*What is required:*
Reproduce word for word the stretch from "Of all Canadian" through "the maple leaf." in the article on the Men of the Mounted comic strip.

*Document extract:*
◆ ◆ ◆
Of all Canadian icons the Mountie is perhaps the best internationally known. The red serge, jodhpurs and boots combination probably holds higher world-wide currency and branding for Canada than the beaver, crossed-hockey sticks, and even the maple leaf.
The “Men of the Mounted” daily strip was created by Edwin Reid “Ted” McCall and drawn by Harry S. Hall for the Toronto Telegram on Feb. 13, 1933. Both Ted and Harry were staff employees of the Toronto Telegram at the time, though Ted who had been born in Chatham, Ontario on Dec. 22, 1901 worked his way through papers in Chatham, Brantford, and North Bay where he married his wife Elsie (Donaldson) in 1922 before arriving at the Telegram in the early thirties. Harry had been born in Hull, England in 1893 and Kenneth S. Barker in his 1980 piece on the “Men of the Mounted” in Strip Scene No. 11, pp. 29-38, informs us of the following (p. 29) about Harry: …in his youth he had been a member of England’s international water polo team. He came to Canada before World War 1 and settled in Moose Jaw where he worked for the railway. He took up cartooning as a hobby. After a distinguished service in the war he found his way to the Telegram in the thirties. In addition to drawing “Men of the Mounted” he produced political and sports cartoons and a “News ‘n’ Nonsense” or “Sez Melinda” strip for his newspaper. He retired in 1953 and died in Toronto in August of the following year.
The “Men of the Mounted” had a two year run in the Telegram and Barker breaks down the story cycles as follows and points out that there were no continuing characters so that each adventure featured different officers:
- The Arctic Prowler – Feb. 13, 1933 to April 7, 1933 [Corporal Bruce]
- The Masked Raiders –April 8, 1933 to Sept. 16, 1933 [Corp. Rand and Const. Booth]
- The Yukon Patrol—Sept. 18, 1933 to June 2, 1934 [Corporal King]
- The Border Patrol—June 4, 1934 to Feb. 16, 1935 [Corp. Keene and Const. O’Hara]
The series wasn’t syndicated in the U. S. but it did give rise to a 316 page Big Little Book in 1934 (both a soft cover and hard cover) starring Corporal Rand and Constable Lanky Booth, so this must have been an adaptation of the Masked Raiders narrative.
What looks like a smaller, 48 page, soft cover booklet also appeared in the States a year earlier in 1933 (likely for the Christmas season) and offered a part of the Corporal Rand narrative. In neither of these is there any credit to Harry S. Hall as the artist.
Also of note was a series of “Men of the Mounted” trading cards put out by Willard’s Chocolates which had opened in Toronto in 1917. Willard’s came up with the “Sweet Marie” caramel and nut filled chocolate bar in 1931 and was eventually purchased by George Weston in 1954. This newspaper strip was important because it was probably the first on-going Canadian adventure strip to appear in this country. McCall’s “Robin Hood and Company” didn’t start appearing in the Telegram until Sept. 23, 1935. It was also, clearly, the very first comic strip featuring a Mountie. Ken Barker, at the close of his 1980 Strip Scene article, draws attention to the strange co-incidence King Features started their Sunday Comic “King of the Royal Mounted” feature on Feb. 17, 1934, the day after the last “Men of the Mounted” with a licensed Zane Grey attribution appeared. Almost a decade later, Ted McCall already had two years of reprinting his” Robin Hood and Company” daily strip in Anglo American’s Robin Hood Comics under his belt. With Robin Hood Comics Vol. 2 No. 1 (March/April 1943) McCall introduced a new feature called “The Scarlet Sentinel”.
◆ ◆ ◆
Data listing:
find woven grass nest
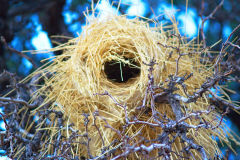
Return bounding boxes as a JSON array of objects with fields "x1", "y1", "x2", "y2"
[{"x1": 28, "y1": 15, "x2": 238, "y2": 159}]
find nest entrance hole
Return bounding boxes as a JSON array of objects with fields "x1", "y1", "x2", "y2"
[{"x1": 104, "y1": 58, "x2": 140, "y2": 83}]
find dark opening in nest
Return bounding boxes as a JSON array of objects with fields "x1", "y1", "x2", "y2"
[{"x1": 104, "y1": 58, "x2": 140, "y2": 83}]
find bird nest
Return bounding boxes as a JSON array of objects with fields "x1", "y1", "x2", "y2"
[{"x1": 20, "y1": 16, "x2": 238, "y2": 159}]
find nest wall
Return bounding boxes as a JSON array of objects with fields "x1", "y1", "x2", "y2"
[{"x1": 30, "y1": 16, "x2": 236, "y2": 159}]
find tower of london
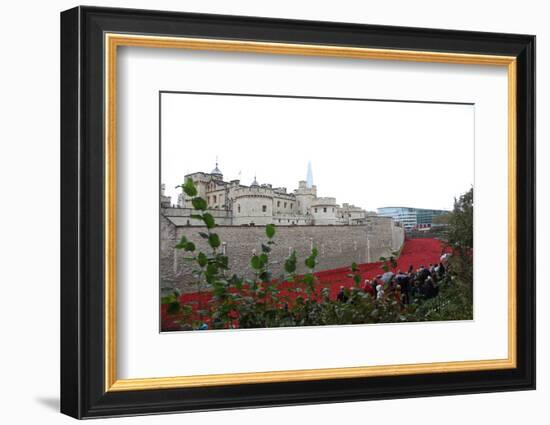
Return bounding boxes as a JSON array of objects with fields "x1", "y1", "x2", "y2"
[{"x1": 161, "y1": 163, "x2": 369, "y2": 226}]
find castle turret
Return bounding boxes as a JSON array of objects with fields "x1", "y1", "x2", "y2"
[
  {"x1": 311, "y1": 198, "x2": 338, "y2": 226},
  {"x1": 294, "y1": 180, "x2": 317, "y2": 215},
  {"x1": 210, "y1": 158, "x2": 223, "y2": 180}
]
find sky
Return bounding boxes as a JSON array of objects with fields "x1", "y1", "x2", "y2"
[{"x1": 161, "y1": 93, "x2": 474, "y2": 211}]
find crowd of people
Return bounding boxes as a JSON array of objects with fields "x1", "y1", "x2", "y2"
[{"x1": 336, "y1": 255, "x2": 448, "y2": 305}]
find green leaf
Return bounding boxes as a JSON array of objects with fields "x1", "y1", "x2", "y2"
[
  {"x1": 304, "y1": 257, "x2": 315, "y2": 269},
  {"x1": 208, "y1": 233, "x2": 221, "y2": 248},
  {"x1": 182, "y1": 178, "x2": 197, "y2": 197},
  {"x1": 202, "y1": 213, "x2": 216, "y2": 229},
  {"x1": 260, "y1": 252, "x2": 269, "y2": 266},
  {"x1": 197, "y1": 252, "x2": 208, "y2": 267},
  {"x1": 265, "y1": 224, "x2": 275, "y2": 239},
  {"x1": 216, "y1": 254, "x2": 229, "y2": 270},
  {"x1": 175, "y1": 235, "x2": 187, "y2": 249},
  {"x1": 285, "y1": 251, "x2": 296, "y2": 273},
  {"x1": 191, "y1": 197, "x2": 207, "y2": 211},
  {"x1": 250, "y1": 255, "x2": 262, "y2": 270}
]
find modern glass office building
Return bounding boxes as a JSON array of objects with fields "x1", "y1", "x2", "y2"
[{"x1": 378, "y1": 207, "x2": 450, "y2": 230}]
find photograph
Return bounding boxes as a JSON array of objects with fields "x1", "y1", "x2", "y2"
[{"x1": 159, "y1": 91, "x2": 475, "y2": 332}]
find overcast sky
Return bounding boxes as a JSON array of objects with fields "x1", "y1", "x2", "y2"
[{"x1": 161, "y1": 93, "x2": 474, "y2": 210}]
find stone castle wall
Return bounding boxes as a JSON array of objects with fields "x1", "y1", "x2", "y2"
[{"x1": 160, "y1": 215, "x2": 404, "y2": 292}]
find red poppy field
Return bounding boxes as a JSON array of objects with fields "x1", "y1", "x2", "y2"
[{"x1": 161, "y1": 238, "x2": 445, "y2": 331}]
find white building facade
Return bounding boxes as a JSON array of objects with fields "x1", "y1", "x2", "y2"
[{"x1": 170, "y1": 164, "x2": 369, "y2": 226}]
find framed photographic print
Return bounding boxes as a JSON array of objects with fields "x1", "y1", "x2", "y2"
[{"x1": 61, "y1": 7, "x2": 535, "y2": 418}]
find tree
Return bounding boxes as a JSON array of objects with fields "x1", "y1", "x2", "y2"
[{"x1": 448, "y1": 188, "x2": 474, "y2": 294}]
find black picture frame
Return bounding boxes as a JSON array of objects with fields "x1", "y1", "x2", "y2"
[{"x1": 61, "y1": 7, "x2": 535, "y2": 418}]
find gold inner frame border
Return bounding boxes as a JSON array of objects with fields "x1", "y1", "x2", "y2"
[{"x1": 104, "y1": 33, "x2": 517, "y2": 392}]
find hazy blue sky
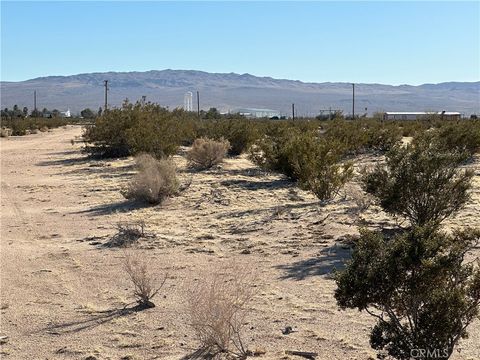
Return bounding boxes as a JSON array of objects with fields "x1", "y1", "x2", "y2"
[{"x1": 1, "y1": 1, "x2": 480, "y2": 84}]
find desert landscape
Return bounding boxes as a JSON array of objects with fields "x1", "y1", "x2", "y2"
[{"x1": 0, "y1": 125, "x2": 480, "y2": 360}]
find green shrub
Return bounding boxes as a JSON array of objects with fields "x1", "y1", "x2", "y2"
[
  {"x1": 250, "y1": 125, "x2": 352, "y2": 200},
  {"x1": 290, "y1": 133, "x2": 353, "y2": 200},
  {"x1": 187, "y1": 138, "x2": 230, "y2": 169},
  {"x1": 335, "y1": 227, "x2": 480, "y2": 360},
  {"x1": 122, "y1": 154, "x2": 180, "y2": 204},
  {"x1": 83, "y1": 101, "x2": 186, "y2": 158},
  {"x1": 436, "y1": 120, "x2": 480, "y2": 156},
  {"x1": 249, "y1": 125, "x2": 301, "y2": 180},
  {"x1": 362, "y1": 136, "x2": 473, "y2": 225},
  {"x1": 197, "y1": 115, "x2": 261, "y2": 156}
]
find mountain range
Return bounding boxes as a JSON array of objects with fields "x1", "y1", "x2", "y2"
[{"x1": 0, "y1": 69, "x2": 480, "y2": 116}]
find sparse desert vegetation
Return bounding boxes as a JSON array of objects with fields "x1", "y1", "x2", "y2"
[{"x1": 0, "y1": 110, "x2": 480, "y2": 360}]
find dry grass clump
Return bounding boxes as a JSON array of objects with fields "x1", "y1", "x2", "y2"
[
  {"x1": 124, "y1": 252, "x2": 168, "y2": 308},
  {"x1": 122, "y1": 154, "x2": 180, "y2": 204},
  {"x1": 188, "y1": 263, "x2": 256, "y2": 358},
  {"x1": 187, "y1": 138, "x2": 230, "y2": 169},
  {"x1": 105, "y1": 220, "x2": 146, "y2": 247}
]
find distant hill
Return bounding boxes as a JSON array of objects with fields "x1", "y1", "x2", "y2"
[{"x1": 0, "y1": 70, "x2": 480, "y2": 116}]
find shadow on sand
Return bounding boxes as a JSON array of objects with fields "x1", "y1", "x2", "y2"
[
  {"x1": 42, "y1": 305, "x2": 146, "y2": 335},
  {"x1": 276, "y1": 244, "x2": 352, "y2": 280},
  {"x1": 74, "y1": 200, "x2": 149, "y2": 216}
]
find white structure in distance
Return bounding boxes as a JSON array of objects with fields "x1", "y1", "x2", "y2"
[{"x1": 183, "y1": 91, "x2": 193, "y2": 111}]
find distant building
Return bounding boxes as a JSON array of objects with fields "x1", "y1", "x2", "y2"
[
  {"x1": 60, "y1": 109, "x2": 72, "y2": 117},
  {"x1": 383, "y1": 111, "x2": 462, "y2": 120},
  {"x1": 232, "y1": 108, "x2": 280, "y2": 118}
]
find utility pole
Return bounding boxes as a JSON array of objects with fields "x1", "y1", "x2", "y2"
[
  {"x1": 197, "y1": 90, "x2": 200, "y2": 117},
  {"x1": 103, "y1": 80, "x2": 108, "y2": 111},
  {"x1": 352, "y1": 84, "x2": 355, "y2": 120}
]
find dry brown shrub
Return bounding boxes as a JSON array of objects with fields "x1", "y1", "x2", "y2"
[
  {"x1": 187, "y1": 138, "x2": 230, "y2": 169},
  {"x1": 187, "y1": 263, "x2": 256, "y2": 358},
  {"x1": 124, "y1": 252, "x2": 168, "y2": 308},
  {"x1": 122, "y1": 154, "x2": 180, "y2": 204},
  {"x1": 104, "y1": 220, "x2": 147, "y2": 247}
]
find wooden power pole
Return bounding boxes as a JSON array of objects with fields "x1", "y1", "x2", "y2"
[{"x1": 197, "y1": 91, "x2": 200, "y2": 117}]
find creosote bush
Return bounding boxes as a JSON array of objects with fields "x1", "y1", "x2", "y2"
[
  {"x1": 291, "y1": 136, "x2": 353, "y2": 200},
  {"x1": 362, "y1": 135, "x2": 473, "y2": 225},
  {"x1": 435, "y1": 120, "x2": 480, "y2": 157},
  {"x1": 187, "y1": 263, "x2": 256, "y2": 358},
  {"x1": 335, "y1": 226, "x2": 480, "y2": 360},
  {"x1": 122, "y1": 154, "x2": 180, "y2": 204},
  {"x1": 124, "y1": 252, "x2": 168, "y2": 308},
  {"x1": 335, "y1": 127, "x2": 480, "y2": 360},
  {"x1": 187, "y1": 138, "x2": 230, "y2": 169},
  {"x1": 250, "y1": 126, "x2": 352, "y2": 200},
  {"x1": 83, "y1": 100, "x2": 187, "y2": 157}
]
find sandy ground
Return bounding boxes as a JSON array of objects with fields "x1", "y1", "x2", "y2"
[{"x1": 0, "y1": 126, "x2": 480, "y2": 359}]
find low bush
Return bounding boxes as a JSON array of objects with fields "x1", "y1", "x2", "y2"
[
  {"x1": 197, "y1": 115, "x2": 262, "y2": 156},
  {"x1": 122, "y1": 154, "x2": 180, "y2": 204},
  {"x1": 362, "y1": 135, "x2": 473, "y2": 225},
  {"x1": 249, "y1": 124, "x2": 301, "y2": 180},
  {"x1": 187, "y1": 263, "x2": 256, "y2": 358},
  {"x1": 335, "y1": 226, "x2": 480, "y2": 360},
  {"x1": 83, "y1": 101, "x2": 187, "y2": 158},
  {"x1": 187, "y1": 138, "x2": 230, "y2": 169},
  {"x1": 291, "y1": 134, "x2": 353, "y2": 200},
  {"x1": 250, "y1": 127, "x2": 353, "y2": 200},
  {"x1": 124, "y1": 253, "x2": 168, "y2": 308}
]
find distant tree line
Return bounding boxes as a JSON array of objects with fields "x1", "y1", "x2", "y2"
[{"x1": 1, "y1": 105, "x2": 103, "y2": 120}]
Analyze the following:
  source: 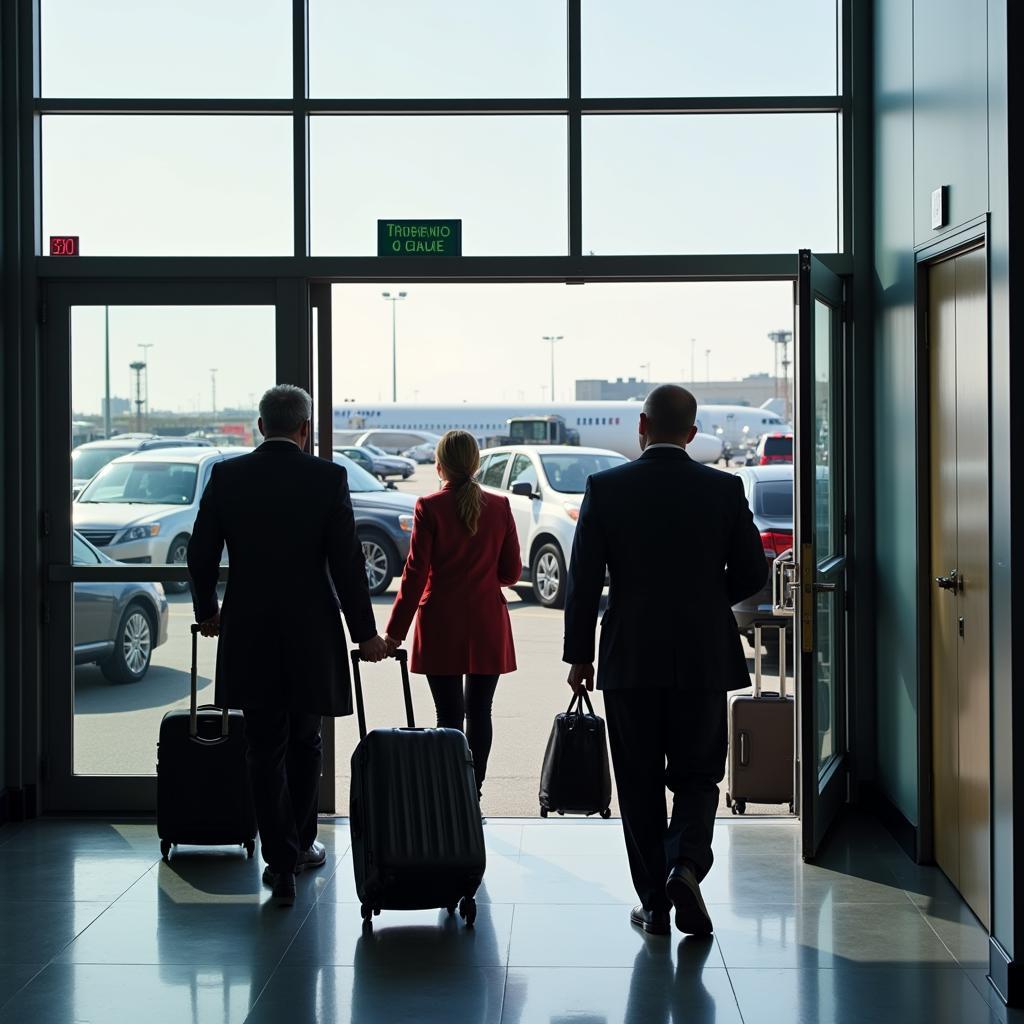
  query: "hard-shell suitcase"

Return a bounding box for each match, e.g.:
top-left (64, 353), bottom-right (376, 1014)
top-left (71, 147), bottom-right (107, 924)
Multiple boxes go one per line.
top-left (538, 690), bottom-right (611, 818)
top-left (725, 625), bottom-right (796, 814)
top-left (157, 624), bottom-right (256, 860)
top-left (348, 650), bottom-right (487, 927)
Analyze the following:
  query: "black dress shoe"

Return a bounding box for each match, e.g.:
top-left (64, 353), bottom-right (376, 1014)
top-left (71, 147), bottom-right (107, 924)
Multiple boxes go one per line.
top-left (263, 867), bottom-right (295, 906)
top-left (295, 840), bottom-right (327, 874)
top-left (630, 904), bottom-right (672, 935)
top-left (665, 864), bottom-right (715, 935)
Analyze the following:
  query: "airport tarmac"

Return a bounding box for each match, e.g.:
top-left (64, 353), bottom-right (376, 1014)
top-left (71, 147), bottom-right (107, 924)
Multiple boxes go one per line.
top-left (75, 466), bottom-right (792, 817)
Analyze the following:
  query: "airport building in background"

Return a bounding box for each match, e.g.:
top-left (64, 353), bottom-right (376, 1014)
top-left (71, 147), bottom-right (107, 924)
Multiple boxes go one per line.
top-left (575, 374), bottom-right (790, 409)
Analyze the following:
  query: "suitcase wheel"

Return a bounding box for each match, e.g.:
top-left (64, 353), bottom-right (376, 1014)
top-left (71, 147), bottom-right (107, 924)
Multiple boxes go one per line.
top-left (459, 896), bottom-right (476, 928)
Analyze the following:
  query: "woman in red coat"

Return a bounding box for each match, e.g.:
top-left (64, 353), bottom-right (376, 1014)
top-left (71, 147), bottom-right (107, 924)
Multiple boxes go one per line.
top-left (386, 430), bottom-right (522, 790)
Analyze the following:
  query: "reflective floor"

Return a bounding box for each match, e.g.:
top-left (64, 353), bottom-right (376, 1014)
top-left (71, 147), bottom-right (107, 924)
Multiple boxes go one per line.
top-left (0, 818), bottom-right (1011, 1024)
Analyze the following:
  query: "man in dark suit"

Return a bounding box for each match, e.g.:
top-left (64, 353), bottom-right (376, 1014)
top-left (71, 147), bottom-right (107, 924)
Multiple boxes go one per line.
top-left (188, 384), bottom-right (387, 905)
top-left (563, 384), bottom-right (768, 935)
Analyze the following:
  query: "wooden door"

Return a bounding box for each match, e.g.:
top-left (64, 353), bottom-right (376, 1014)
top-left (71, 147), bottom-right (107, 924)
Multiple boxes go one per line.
top-left (929, 249), bottom-right (990, 926)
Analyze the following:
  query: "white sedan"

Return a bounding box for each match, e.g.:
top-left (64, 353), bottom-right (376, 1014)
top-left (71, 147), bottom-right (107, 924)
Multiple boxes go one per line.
top-left (476, 444), bottom-right (629, 608)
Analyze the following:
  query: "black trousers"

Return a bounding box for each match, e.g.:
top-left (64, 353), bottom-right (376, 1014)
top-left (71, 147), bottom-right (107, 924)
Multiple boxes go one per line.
top-left (603, 688), bottom-right (728, 910)
top-left (427, 675), bottom-right (499, 793)
top-left (244, 708), bottom-right (324, 871)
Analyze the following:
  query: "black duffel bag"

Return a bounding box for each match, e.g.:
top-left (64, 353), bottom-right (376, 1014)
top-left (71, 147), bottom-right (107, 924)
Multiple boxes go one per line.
top-left (539, 690), bottom-right (611, 818)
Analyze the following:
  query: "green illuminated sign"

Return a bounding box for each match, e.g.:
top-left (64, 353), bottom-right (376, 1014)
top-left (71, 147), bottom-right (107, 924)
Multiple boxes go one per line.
top-left (377, 220), bottom-right (462, 256)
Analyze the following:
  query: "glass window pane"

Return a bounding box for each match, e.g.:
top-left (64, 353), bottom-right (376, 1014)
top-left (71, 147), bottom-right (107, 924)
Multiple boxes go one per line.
top-left (65, 306), bottom-right (275, 775)
top-left (583, 114), bottom-right (839, 256)
top-left (583, 0), bottom-right (839, 96)
top-left (43, 115), bottom-right (294, 256)
top-left (309, 0), bottom-right (566, 98)
top-left (814, 300), bottom-right (839, 561)
top-left (311, 117), bottom-right (568, 256)
top-left (814, 594), bottom-right (839, 769)
top-left (40, 0), bottom-right (292, 99)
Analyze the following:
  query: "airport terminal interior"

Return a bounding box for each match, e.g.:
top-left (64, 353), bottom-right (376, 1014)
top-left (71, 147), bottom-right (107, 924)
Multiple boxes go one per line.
top-left (0, 0), bottom-right (1024, 1024)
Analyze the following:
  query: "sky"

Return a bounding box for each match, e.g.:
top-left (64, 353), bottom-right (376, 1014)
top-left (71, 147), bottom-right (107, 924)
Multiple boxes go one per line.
top-left (42, 0), bottom-right (838, 413)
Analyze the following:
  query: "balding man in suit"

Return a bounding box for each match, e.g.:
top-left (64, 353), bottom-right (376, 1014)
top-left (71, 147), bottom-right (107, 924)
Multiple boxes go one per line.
top-left (188, 384), bottom-right (387, 906)
top-left (563, 384), bottom-right (768, 935)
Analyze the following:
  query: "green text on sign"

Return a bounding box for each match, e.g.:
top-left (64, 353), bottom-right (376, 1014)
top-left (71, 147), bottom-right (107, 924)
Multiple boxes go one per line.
top-left (377, 220), bottom-right (462, 256)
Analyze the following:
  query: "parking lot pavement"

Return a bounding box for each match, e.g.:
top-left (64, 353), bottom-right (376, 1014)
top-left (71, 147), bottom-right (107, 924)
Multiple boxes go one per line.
top-left (75, 466), bottom-right (792, 816)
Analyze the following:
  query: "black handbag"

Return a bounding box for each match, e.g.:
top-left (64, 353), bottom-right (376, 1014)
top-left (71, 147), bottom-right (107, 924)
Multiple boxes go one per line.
top-left (538, 690), bottom-right (611, 818)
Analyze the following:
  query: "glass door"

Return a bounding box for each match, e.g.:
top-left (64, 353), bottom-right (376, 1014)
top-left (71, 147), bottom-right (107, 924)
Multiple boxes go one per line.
top-left (794, 249), bottom-right (847, 859)
top-left (41, 280), bottom-right (310, 812)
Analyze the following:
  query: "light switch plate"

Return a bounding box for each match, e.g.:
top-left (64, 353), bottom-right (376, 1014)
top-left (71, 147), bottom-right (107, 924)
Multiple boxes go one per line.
top-left (932, 185), bottom-right (949, 230)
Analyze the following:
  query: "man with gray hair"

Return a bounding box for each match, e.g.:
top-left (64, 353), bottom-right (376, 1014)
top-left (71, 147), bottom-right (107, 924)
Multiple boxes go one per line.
top-left (188, 384), bottom-right (387, 906)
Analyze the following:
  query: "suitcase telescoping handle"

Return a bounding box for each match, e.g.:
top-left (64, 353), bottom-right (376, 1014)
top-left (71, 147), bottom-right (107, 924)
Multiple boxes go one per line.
top-left (754, 622), bottom-right (785, 697)
top-left (352, 647), bottom-right (416, 739)
top-left (188, 623), bottom-right (230, 743)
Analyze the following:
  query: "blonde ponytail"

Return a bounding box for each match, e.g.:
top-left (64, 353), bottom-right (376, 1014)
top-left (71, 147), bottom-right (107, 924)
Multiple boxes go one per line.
top-left (436, 430), bottom-right (483, 536)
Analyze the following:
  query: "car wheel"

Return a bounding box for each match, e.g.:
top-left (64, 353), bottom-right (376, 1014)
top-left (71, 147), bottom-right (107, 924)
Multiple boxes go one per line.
top-left (529, 544), bottom-right (566, 608)
top-left (99, 603), bottom-right (154, 683)
top-left (164, 534), bottom-right (188, 594)
top-left (359, 531), bottom-right (398, 597)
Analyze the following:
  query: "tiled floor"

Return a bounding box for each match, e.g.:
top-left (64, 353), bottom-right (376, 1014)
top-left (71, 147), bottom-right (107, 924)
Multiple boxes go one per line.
top-left (0, 818), bottom-right (1011, 1024)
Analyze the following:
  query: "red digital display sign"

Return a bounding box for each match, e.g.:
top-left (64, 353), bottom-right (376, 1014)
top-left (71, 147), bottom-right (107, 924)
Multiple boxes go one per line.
top-left (50, 234), bottom-right (79, 256)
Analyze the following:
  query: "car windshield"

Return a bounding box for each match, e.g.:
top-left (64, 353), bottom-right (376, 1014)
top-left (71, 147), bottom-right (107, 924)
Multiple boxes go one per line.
top-left (78, 459), bottom-right (199, 505)
top-left (71, 449), bottom-right (135, 480)
top-left (765, 437), bottom-right (793, 456)
top-left (754, 480), bottom-right (793, 519)
top-left (541, 453), bottom-right (629, 495)
top-left (334, 452), bottom-right (387, 494)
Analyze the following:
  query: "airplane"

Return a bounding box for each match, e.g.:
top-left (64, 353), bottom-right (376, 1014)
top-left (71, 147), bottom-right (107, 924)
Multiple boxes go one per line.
top-left (334, 401), bottom-right (785, 463)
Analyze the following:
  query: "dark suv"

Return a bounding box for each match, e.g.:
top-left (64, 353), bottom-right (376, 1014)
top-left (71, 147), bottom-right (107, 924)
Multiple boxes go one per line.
top-left (732, 464), bottom-right (793, 651)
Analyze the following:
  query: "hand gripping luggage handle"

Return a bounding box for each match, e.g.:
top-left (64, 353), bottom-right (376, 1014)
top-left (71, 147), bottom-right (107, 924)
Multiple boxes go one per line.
top-left (352, 647), bottom-right (416, 739)
top-left (565, 690), bottom-right (594, 715)
top-left (188, 623), bottom-right (230, 743)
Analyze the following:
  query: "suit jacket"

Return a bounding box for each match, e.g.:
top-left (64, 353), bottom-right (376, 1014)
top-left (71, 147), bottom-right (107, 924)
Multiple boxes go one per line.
top-left (188, 440), bottom-right (377, 716)
top-left (387, 487), bottom-right (522, 676)
top-left (564, 447), bottom-right (768, 689)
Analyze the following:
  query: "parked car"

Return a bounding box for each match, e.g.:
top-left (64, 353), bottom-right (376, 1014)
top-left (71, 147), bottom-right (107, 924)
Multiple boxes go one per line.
◆ ◆ ◆
*The result:*
Of all Canadian icons the Mountie is perhaps the best internationally known. The red serge, jodhpurs and boots combination probably holds higher world-wide currency and branding for Canada than the beaver, crossed-hockey sticks, and even the maple leaf.